Change "intensive care" to "critical care" in the article about Boris Johnson's son, reproducing it from the words "The PM's fiancee" through the words "the PM's life.".

====== Text shown ======

Boris Johnson has dodged questions on whether he’s helping out with childcare, midnight feeds and nappy changing for his son Wilfred.
The Prime Minister has previously indicated he planned to take paternity leave ‘later in the year’.
But asked about it in an interview with the Mail on Sunday, Mr Johnson said: “Ahh, err. It hasn't seemed to crop up so far.”
And asked if he was helping to look after his two-month-old son by changing nappies and giving night feeds, he would only say he’s “both present and involved in a detailed way.”
The PM's fiancee Carrie Symonds announced the birth of their son on April 29, weeks after Covid-19 left him in intensive care.
The "delighted" 55-year-old was by his 32-year-old fiancée's side when she gave birth in an NHS hospital.
The baby was named Wilfred Lawrie Nicholas Johnson in a tribute to medics who saved the PM's life.
Nicholas is in tribute to two doctors – conveniently both named Nick – who treated the Prime Minister when he was admitted to intensive care at St Thomas’ hospital in London.

====== Given records ======

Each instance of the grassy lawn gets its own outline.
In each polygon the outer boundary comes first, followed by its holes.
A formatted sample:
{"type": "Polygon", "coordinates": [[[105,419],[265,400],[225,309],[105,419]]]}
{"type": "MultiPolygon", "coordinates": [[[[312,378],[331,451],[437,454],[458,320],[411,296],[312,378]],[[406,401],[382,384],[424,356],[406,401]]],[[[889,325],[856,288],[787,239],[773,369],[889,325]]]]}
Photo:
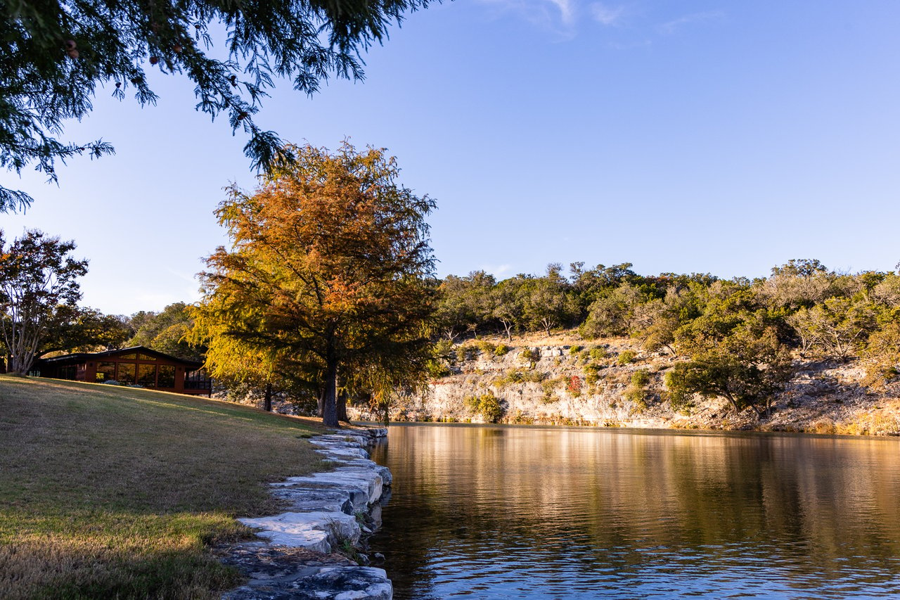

======

> **Expected answer**:
The PM's fiancee Carrie Symonds announced the birth of their son on April 29, weeks after Covid-19 left him in critical care.
The "delighted" 55-year-old was by his 32-year-old fiancée's side when she gave birth in an NHS hospital.
The baby was named Wilfred Lawrie Nicholas Johnson in a tribute to medics who saved the PM's life.